Set problem
Starting at the beginning of the data below and ending with the line that contains "<point>1276,241</point>", put each line into a Markdown table with the columns Row and Line, where Row is the row number and blank lines are omitted. Leave the pictures out of the table.

Data rows
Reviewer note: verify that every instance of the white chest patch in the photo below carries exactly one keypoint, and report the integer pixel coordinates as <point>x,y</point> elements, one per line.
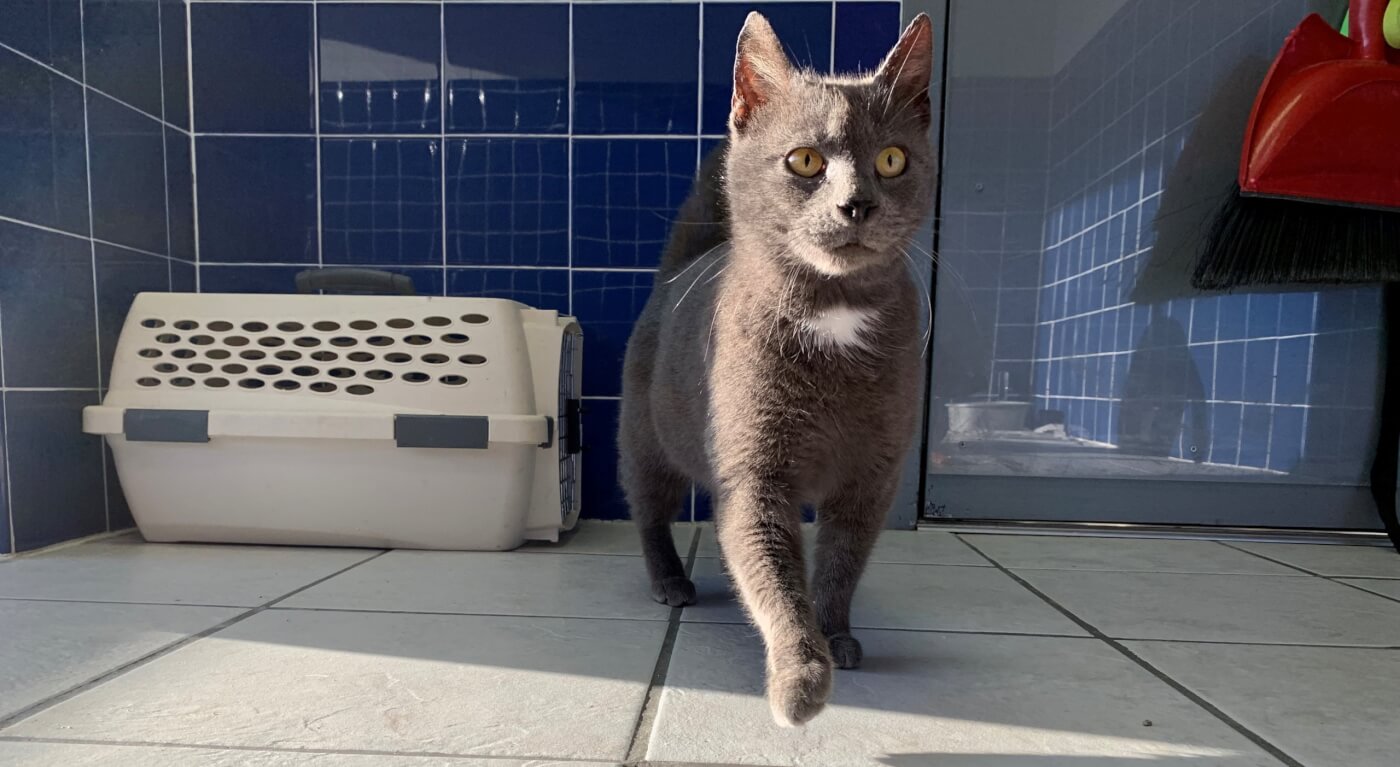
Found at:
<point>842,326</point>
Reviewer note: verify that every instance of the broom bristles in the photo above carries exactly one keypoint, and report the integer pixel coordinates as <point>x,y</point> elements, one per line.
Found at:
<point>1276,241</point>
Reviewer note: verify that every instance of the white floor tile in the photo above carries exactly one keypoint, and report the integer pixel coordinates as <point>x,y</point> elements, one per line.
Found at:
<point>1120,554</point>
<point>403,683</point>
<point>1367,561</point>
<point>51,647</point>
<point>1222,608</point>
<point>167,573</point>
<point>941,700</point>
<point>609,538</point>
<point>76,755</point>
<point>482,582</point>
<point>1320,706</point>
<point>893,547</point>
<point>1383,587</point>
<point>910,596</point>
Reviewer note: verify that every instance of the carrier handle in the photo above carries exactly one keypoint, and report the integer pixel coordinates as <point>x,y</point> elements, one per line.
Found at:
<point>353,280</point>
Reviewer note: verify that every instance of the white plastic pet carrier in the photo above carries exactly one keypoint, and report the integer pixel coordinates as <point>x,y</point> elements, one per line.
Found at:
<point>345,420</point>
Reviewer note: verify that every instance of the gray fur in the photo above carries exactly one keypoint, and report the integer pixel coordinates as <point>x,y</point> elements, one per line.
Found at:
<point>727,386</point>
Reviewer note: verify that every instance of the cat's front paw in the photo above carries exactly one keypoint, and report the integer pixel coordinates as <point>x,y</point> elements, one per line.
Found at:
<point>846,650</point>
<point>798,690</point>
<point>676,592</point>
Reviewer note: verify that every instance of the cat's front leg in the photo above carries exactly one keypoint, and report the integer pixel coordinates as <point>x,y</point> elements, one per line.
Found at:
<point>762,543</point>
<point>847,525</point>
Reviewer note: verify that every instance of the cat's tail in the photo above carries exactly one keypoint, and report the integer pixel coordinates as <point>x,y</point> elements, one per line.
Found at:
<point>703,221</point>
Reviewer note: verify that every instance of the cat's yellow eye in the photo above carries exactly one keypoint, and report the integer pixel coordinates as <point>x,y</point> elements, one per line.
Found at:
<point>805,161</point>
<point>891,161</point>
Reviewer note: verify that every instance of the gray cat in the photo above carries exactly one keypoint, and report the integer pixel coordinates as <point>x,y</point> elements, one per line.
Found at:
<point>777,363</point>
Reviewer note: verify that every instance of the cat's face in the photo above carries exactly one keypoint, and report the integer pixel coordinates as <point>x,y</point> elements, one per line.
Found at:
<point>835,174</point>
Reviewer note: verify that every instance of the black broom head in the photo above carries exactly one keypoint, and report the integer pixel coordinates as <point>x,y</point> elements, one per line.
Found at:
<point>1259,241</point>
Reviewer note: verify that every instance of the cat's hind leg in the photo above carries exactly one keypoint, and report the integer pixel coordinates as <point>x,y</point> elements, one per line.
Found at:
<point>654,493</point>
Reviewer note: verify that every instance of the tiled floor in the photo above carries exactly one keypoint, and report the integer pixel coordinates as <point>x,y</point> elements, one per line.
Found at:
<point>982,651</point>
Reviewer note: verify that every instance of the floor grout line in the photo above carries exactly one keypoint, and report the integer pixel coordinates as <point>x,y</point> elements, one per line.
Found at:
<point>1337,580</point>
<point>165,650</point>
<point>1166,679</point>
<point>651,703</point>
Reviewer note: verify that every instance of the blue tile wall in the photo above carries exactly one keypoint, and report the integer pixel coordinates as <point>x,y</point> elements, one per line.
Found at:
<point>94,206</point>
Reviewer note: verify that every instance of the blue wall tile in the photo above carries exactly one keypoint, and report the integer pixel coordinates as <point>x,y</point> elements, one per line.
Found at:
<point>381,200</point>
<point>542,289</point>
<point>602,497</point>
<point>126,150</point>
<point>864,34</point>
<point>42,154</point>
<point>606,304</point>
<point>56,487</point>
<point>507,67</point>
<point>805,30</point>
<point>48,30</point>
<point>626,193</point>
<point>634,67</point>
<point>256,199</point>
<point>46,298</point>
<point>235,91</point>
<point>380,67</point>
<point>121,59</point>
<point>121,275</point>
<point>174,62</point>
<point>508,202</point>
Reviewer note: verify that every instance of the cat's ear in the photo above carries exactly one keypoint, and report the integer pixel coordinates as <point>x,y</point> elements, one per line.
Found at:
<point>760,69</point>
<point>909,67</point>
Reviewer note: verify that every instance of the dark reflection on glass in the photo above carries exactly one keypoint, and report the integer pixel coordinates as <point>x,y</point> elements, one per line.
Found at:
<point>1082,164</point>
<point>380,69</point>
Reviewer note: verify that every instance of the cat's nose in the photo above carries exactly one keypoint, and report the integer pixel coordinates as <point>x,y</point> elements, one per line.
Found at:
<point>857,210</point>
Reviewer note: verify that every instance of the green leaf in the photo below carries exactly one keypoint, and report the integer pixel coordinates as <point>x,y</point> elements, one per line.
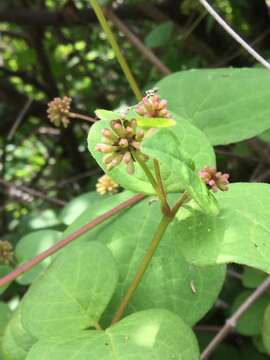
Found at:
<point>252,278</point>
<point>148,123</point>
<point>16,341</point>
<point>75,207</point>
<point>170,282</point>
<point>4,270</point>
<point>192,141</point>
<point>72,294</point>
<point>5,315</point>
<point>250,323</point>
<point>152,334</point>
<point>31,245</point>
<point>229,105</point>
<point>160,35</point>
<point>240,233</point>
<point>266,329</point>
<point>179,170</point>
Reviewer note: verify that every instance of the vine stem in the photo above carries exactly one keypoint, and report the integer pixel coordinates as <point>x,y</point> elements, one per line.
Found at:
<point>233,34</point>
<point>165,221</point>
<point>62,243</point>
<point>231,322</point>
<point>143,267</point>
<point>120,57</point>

Answer to the problem
| Row | Line |
|---|---|
| 1 | Reviewer note: verify that every instance of the white chest patch in the photo below carries exactly one keypoint, and report the integer pixel coordinates as <point>x,y</point> elements, one per line. |
| 2 | Found at: |
| 3 | <point>842,326</point> |
| 4 | Reviewer note: verify that every instance of the broom bristles in the photo above carries exactly one keypoint, and report the integer pixel coordinates as <point>x,y</point> elements, one per line. |
| 5 | Found at: |
| 6 | <point>1276,241</point> |